• **Written problem A**:
List every person named in the Triple Take excerpt.
• **Written problem B**:
Please copy the Triple Take excerpt word for word, starting at "Perhaps most captivating" and ending at "hear your comments.".
• **Written problem C**:
Summarize the Triple Take excerpt in two sentences.

• **Given passage**:
◆ ◆ ◆ ◆ ◆ ◆ ◆
Triple Take: Coming into focus

Nate Oropollo
Aaron Terrell-Byrd is the new face at running back for St. Thomas, which has had significant changes on offense from 2011.
By Ryan Coleman, d3photography.com

Teams — their strengths and weaknesses — are coming into shape after two weeks of play. And for many of them, they’re still in the walkup to the start of conference play, where the path to the playoffs is largely traveled.

Perhaps most captivating nationally are the battles between Top 25 teams, but that is not the end-all of Division III. Not by a long shot. And there are still dozens of teams with a shot of playing their way into the rankings and into the postseason.

Often going beyond the Top 25 are Pat Coleman, Keith McMillan and Ryan Tipps in this week’s Triple Take (look for hashtag #3take on Twitter). As always, we’re happy to hear your comments.
◆ ◆ ◆ ◆ ◆ ◆ ◆
• **Provided material**:
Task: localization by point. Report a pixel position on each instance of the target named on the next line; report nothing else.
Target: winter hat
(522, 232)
◆ ◆ ◆ ◆ ◆ ◆ ◆
• **Problem solution A**:
Nate Oropollo
Aaron Terrell-Byrd
Ryan Coleman
Pat Coleman
Keith McMillan
Ryan Tipps

• **Problem solution B**:
Perhaps most captivating nationally are the battles between Top 25 teams, but that is not the end-all of Division III. Not by a long shot. And there are still dozens of teams with a shot of playing their way into the rankings and into the postseason.

Often going beyond the Top 25 are Pat Coleman, Keith McMillan and Ryan Tipps in this week’s Triple Take (look for hashtag #3take on Twitter). As always, we’re happy to hear your comments.

• **Problem solution C**:
After two weeks of play, Division III teams' strengths and weaknesses are taking shape, and many are still heading toward conference play, where the path to the playoffs is largely traveled. Top 25 battles draw the most national attention, but dozens of other teams can still play their way into the rankings and the postseason, and Pat Coleman, Keith McMillan and Ryan Tipps often look beyond the Top 25 in this week's Triple Take.